[REQUESTS]
a. Name every sector that the Power BI forecasting article says forecasting is applied in.
b. Extract the part of the Power BI forecasting article from "With today’s technological" to "and cross-sector value.".
c. According to the Power BI forecasting article, which two languages' analysis tools can Power BI incorporate to build custom forecasting models?

Forecasting has become a crucial element for companies wishing to fully leverage their data to optimize operational processes and improve their efficiency and effectiveness. This method relies on the analysis of historical data which, through the use of advanced statistical algorithms and machine learning techniques, identifies patterns and trends useful for predicting future events.
With today’s technological evolution, it is possible to process large volumes of data with precision and speed. As part of Var Group Data Science for Analytics, we support numerous companies that adopt this methodology to gain a significant competitive advantage. It is a key tool for anticipating market trends and guiding business decisions proactively. Forecasting is applied in various sectors, including e-commerce, healthcare, retail, and finance, demonstrating its versatility and cross-sector value.
In this article, we will look at the various forecasting analysis tools provided by Power BI.
Can Forecasting be done in Power BI?
Power BI is not limited to the analysis of current data but can also be used to predict future trends. There are mainly two tools with which to perform forecasting in Power BI:
- Time Series Forecasting in Power BI: Power BI provides users with a set of tools for time series analysis to explore trends and patterns in historical data and make predictions based on predictive models. The forecasting features are accessible and intuitive for users, as they allow modifying forecast parameters such as length, seasonality, and confidence interval directly from the graphic menu in the visualization panel. Add-in
- Extensions for Forecasting Analysis: Power BI can incorporate and utilize analysis tools such as R and Python, enabling users to leverage the libraries of these languages to create custom machine learning models and statistical techniques to generate forecasts.
To replicate the examples provided in the article, download all the necessary files here.

[EXTRACTED INFORMATION]
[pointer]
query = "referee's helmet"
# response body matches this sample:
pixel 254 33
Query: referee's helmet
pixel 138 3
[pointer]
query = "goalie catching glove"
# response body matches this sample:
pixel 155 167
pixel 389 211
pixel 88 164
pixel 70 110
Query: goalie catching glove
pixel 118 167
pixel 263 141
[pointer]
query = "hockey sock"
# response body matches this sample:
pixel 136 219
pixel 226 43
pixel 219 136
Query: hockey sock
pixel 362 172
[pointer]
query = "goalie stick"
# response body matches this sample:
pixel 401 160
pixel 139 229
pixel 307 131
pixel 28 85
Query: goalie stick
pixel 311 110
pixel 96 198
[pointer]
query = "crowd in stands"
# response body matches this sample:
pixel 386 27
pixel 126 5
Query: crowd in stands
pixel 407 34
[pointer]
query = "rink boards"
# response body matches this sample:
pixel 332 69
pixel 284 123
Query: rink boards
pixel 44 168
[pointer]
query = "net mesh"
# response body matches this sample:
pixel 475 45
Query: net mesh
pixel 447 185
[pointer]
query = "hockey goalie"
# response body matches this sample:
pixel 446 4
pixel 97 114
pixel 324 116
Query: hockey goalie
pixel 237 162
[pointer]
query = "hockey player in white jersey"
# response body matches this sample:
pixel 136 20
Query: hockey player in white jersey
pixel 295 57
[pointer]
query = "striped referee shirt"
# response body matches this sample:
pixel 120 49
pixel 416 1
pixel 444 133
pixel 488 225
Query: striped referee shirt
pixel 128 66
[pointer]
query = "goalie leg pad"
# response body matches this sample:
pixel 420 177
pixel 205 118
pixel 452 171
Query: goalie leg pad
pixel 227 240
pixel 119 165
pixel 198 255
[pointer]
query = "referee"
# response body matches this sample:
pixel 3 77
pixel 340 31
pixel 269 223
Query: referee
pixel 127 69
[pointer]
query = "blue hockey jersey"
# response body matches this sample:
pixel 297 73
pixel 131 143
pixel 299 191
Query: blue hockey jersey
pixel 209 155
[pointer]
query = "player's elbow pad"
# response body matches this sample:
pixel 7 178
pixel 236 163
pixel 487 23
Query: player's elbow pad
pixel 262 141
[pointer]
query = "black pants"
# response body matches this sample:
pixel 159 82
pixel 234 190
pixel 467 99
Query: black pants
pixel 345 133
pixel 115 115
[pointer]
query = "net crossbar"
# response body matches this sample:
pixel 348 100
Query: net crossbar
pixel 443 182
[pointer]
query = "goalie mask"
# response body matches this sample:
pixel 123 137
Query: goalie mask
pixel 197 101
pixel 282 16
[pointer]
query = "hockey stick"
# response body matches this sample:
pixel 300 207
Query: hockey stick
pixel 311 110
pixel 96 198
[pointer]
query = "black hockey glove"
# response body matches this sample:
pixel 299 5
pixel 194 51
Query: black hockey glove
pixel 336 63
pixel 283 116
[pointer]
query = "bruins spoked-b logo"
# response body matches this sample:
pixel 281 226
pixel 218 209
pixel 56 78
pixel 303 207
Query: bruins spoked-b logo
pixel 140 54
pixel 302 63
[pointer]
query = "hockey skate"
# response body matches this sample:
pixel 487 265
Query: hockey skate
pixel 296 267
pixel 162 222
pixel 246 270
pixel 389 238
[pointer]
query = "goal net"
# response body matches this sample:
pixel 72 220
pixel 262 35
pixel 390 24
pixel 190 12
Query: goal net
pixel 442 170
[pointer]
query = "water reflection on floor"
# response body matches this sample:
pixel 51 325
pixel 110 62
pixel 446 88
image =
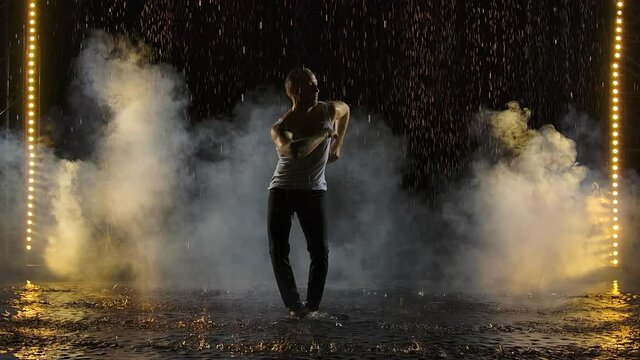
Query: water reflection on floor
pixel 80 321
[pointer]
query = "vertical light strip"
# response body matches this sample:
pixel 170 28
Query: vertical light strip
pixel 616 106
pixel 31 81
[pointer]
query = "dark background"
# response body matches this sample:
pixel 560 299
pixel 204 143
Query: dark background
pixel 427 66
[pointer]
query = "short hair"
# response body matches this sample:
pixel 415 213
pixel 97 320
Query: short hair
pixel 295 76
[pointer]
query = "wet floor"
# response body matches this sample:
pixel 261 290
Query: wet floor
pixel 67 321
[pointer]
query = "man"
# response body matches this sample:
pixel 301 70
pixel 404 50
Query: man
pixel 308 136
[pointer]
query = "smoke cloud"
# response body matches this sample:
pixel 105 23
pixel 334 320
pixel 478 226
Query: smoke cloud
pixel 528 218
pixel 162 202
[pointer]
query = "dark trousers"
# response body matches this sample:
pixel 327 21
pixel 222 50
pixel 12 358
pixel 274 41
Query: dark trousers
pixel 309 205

[OUTPUTS IN ORDER]
a. e-commerce, healthcare, retail, finance

b.
With today’s technological evolution, it is possible to process large volumes of data with precision and speed. As part of Var Group Data Science for Analytics, we support numerous companies that adopt this methodology to gain a significant competitive advantage. It is a key tool for anticipating market trends and guiding business decisions proactively. Forecasting is applied in various sectors, including e-commerce, healthcare, retail, and finance, demonstrating its versatility and cross-sector value.

c. R and Python.